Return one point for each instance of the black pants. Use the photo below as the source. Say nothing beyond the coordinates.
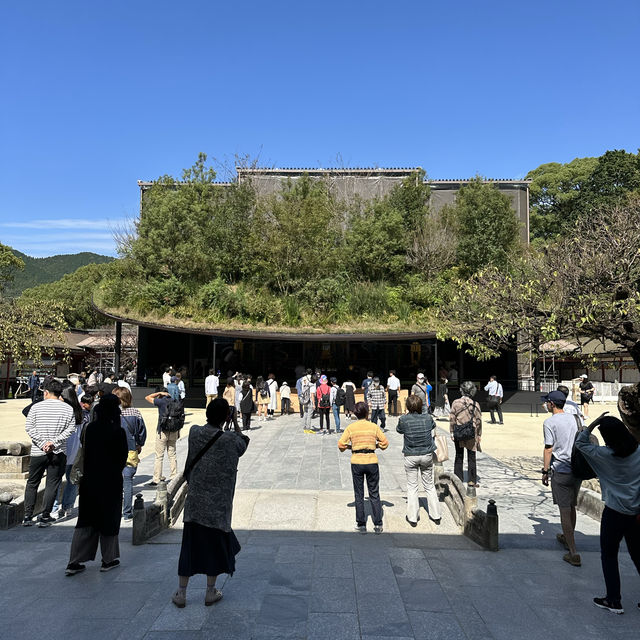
(471, 462)
(379, 414)
(54, 464)
(494, 405)
(372, 473)
(324, 415)
(393, 401)
(613, 527)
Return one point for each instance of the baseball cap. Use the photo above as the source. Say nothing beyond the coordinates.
(554, 396)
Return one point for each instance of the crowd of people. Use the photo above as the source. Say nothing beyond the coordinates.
(94, 421)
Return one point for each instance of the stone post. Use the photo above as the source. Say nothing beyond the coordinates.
(138, 535)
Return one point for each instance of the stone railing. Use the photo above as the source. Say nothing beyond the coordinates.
(150, 519)
(479, 526)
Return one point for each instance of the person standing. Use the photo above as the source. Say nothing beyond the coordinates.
(393, 386)
(465, 426)
(100, 507)
(285, 399)
(363, 438)
(323, 395)
(165, 439)
(586, 394)
(49, 424)
(350, 398)
(337, 401)
(136, 431)
(494, 401)
(617, 466)
(34, 385)
(366, 383)
(273, 396)
(246, 405)
(422, 389)
(211, 383)
(377, 401)
(417, 429)
(209, 545)
(559, 435)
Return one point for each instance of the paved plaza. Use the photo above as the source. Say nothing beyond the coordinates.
(303, 572)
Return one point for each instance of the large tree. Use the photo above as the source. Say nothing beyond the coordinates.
(28, 329)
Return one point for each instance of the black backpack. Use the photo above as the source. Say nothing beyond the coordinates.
(172, 419)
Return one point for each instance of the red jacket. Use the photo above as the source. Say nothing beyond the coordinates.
(320, 391)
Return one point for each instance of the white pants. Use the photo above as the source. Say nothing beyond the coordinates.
(420, 465)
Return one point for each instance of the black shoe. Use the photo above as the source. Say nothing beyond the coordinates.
(603, 603)
(45, 521)
(73, 568)
(107, 566)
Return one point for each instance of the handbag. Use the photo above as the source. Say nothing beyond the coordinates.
(442, 448)
(189, 467)
(467, 430)
(77, 469)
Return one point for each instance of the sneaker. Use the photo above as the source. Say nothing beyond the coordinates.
(73, 568)
(107, 566)
(574, 561)
(614, 607)
(179, 598)
(45, 521)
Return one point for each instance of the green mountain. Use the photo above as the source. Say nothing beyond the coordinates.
(43, 270)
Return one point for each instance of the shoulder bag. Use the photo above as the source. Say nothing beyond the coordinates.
(189, 468)
(466, 430)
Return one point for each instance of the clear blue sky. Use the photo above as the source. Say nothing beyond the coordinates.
(98, 95)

§ **SHORT TASK**
Reproduce only the lines running from the one that contains "Return one point for each instance of the stone railing." to the last line of the records.

§ **WRITTEN ANSWER**
Return one point for each instance of the stone railing. Use the photo above as the source. Say nothing beyond the coordinates.
(150, 519)
(479, 526)
Return one point for each instance of the person standing. Use the photo above as the source. Say nothing beyond the coordinates.
(393, 386)
(465, 426)
(100, 507)
(285, 399)
(363, 438)
(323, 395)
(165, 439)
(586, 394)
(49, 424)
(350, 398)
(337, 401)
(136, 431)
(494, 401)
(617, 466)
(34, 385)
(366, 383)
(273, 396)
(246, 405)
(422, 389)
(211, 383)
(377, 401)
(417, 429)
(209, 545)
(559, 435)
Return one point for each instance of the paved plaza. Use the photo above as the source. Say nothing beyond the coordinates.
(303, 572)
Return one point for each instance of the large tree. Use the photo above as the source. Say nothing beyond the coordinates.
(28, 329)
Return one point for each instance of the black backpack. Use the photo above as the source. Say nothing beyond the coordinates.
(172, 419)
Return one point for each instance of the red jacket. Use the photo above as the source. Say nothing beyond the coordinates.
(320, 391)
Return one point for each instance of the white pants. Use the photo above as the source. Say nothing beyond the coordinates.
(420, 465)
Return one point for each instance of the black shoe. Use the photo above as the source. Say nothing beyond the coordinates.
(603, 603)
(45, 521)
(73, 568)
(107, 566)
Return one point for each instance of the handbag. Use the photo above as the source. Say nothing beyond the coordinates.
(442, 448)
(189, 467)
(467, 430)
(77, 469)
Return one point for each instance of the sneaker. Use the photo above as the source. Say nothing beyond the coordinates.
(73, 568)
(107, 566)
(574, 561)
(614, 607)
(179, 598)
(45, 521)
Return one point for each instance of the green mountain. Use the photo above as the source. Say nothing beyond the coordinates.
(43, 270)
Return one point for each instance of the shoulder bag. Use the photo above as the source. Say nothing beyond the coordinates.
(189, 468)
(466, 430)
Return one point for each instance of the clear blue sky. Use the photo above as the source. Say nothing beyond the coordinates.
(98, 95)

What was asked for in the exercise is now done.